» Exercise prompt
Rewrite everything from the line containing "Return the outline of every instance of the desert" down to the end of the data, swapping "desert bush" for "dry shrub" and leaving all else unchanged.

» Provided material
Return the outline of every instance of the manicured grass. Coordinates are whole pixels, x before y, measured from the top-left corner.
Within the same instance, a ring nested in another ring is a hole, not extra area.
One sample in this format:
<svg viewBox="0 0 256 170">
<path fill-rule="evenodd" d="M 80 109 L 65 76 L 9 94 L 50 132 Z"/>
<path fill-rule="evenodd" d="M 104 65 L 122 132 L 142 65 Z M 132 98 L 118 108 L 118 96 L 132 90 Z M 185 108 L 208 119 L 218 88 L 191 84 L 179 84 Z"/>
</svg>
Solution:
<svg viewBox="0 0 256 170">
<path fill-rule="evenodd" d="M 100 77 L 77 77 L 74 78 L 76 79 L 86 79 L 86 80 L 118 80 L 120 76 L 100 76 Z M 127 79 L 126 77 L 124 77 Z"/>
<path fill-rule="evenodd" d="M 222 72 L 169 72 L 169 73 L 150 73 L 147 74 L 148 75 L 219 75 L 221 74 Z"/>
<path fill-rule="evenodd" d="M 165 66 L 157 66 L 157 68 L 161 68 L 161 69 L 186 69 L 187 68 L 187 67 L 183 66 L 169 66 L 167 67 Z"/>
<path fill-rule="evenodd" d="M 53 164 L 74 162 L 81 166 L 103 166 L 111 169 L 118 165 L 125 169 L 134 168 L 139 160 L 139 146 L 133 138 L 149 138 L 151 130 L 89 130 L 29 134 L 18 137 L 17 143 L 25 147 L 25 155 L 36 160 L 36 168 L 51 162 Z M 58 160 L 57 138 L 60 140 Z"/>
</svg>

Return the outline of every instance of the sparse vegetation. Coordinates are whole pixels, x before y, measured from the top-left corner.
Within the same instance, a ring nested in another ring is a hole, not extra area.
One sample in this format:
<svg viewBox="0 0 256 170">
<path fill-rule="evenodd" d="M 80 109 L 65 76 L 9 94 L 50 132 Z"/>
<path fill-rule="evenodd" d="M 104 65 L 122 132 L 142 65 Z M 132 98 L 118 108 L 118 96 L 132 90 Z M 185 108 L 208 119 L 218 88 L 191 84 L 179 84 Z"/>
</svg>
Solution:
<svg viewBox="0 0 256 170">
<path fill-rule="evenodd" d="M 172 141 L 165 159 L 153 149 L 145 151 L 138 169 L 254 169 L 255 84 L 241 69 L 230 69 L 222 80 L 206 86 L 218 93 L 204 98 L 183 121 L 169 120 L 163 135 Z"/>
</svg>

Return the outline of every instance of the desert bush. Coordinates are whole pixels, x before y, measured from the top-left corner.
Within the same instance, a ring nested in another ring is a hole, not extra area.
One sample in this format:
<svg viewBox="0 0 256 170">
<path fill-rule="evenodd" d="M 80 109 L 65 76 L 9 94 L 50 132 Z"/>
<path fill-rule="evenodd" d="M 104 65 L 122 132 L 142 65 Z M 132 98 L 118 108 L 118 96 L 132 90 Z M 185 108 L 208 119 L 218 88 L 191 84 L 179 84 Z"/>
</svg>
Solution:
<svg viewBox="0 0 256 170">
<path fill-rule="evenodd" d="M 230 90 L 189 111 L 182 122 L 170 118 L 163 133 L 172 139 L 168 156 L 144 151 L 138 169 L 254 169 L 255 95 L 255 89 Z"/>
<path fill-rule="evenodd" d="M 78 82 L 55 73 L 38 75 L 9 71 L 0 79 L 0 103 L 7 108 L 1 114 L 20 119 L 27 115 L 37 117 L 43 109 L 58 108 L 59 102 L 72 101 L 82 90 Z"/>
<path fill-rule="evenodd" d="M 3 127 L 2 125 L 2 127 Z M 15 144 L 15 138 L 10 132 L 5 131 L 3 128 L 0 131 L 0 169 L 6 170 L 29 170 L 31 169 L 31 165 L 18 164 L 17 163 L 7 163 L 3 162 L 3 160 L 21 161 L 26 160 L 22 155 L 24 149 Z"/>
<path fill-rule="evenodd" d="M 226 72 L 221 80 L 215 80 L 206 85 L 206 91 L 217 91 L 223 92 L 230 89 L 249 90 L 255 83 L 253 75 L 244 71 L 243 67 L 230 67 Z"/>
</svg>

» Complete response
Return the outline of every instance of the dry shrub. Coordinates are whole pixels, x before y, measured from the top-left corner.
Within the same instance, a ring nested in another ring is a hole, not extra area.
One sample in this format:
<svg viewBox="0 0 256 170">
<path fill-rule="evenodd" d="M 80 109 L 65 76 L 9 94 L 50 132 Z"/>
<path fill-rule="evenodd" d="M 104 65 L 122 132 L 142 65 Z M 132 98 L 118 108 L 118 96 L 132 90 Z M 185 108 L 208 119 L 218 88 L 191 84 L 179 84 Z"/>
</svg>
Solution:
<svg viewBox="0 0 256 170">
<path fill-rule="evenodd" d="M 230 90 L 189 111 L 182 122 L 170 118 L 163 133 L 172 139 L 168 156 L 144 151 L 138 169 L 254 169 L 255 95 L 255 89 Z"/>
<path fill-rule="evenodd" d="M 78 82 L 55 73 L 38 75 L 9 71 L 0 79 L 0 103 L 7 108 L 1 114 L 20 119 L 27 115 L 37 117 L 43 109 L 58 108 L 59 102 L 72 101 L 82 90 Z"/>
<path fill-rule="evenodd" d="M 3 127 L 2 125 L 2 127 Z M 15 144 L 15 138 L 10 132 L 5 131 L 3 128 L 0 131 L 0 169 L 6 170 L 29 170 L 31 169 L 31 165 L 18 164 L 17 163 L 7 163 L 3 162 L 3 160 L 21 161 L 26 160 L 22 155 L 24 149 Z"/>
<path fill-rule="evenodd" d="M 226 72 L 221 80 L 215 80 L 206 85 L 206 91 L 217 91 L 223 92 L 230 89 L 249 90 L 255 83 L 253 75 L 244 71 L 243 67 L 230 67 Z"/>
</svg>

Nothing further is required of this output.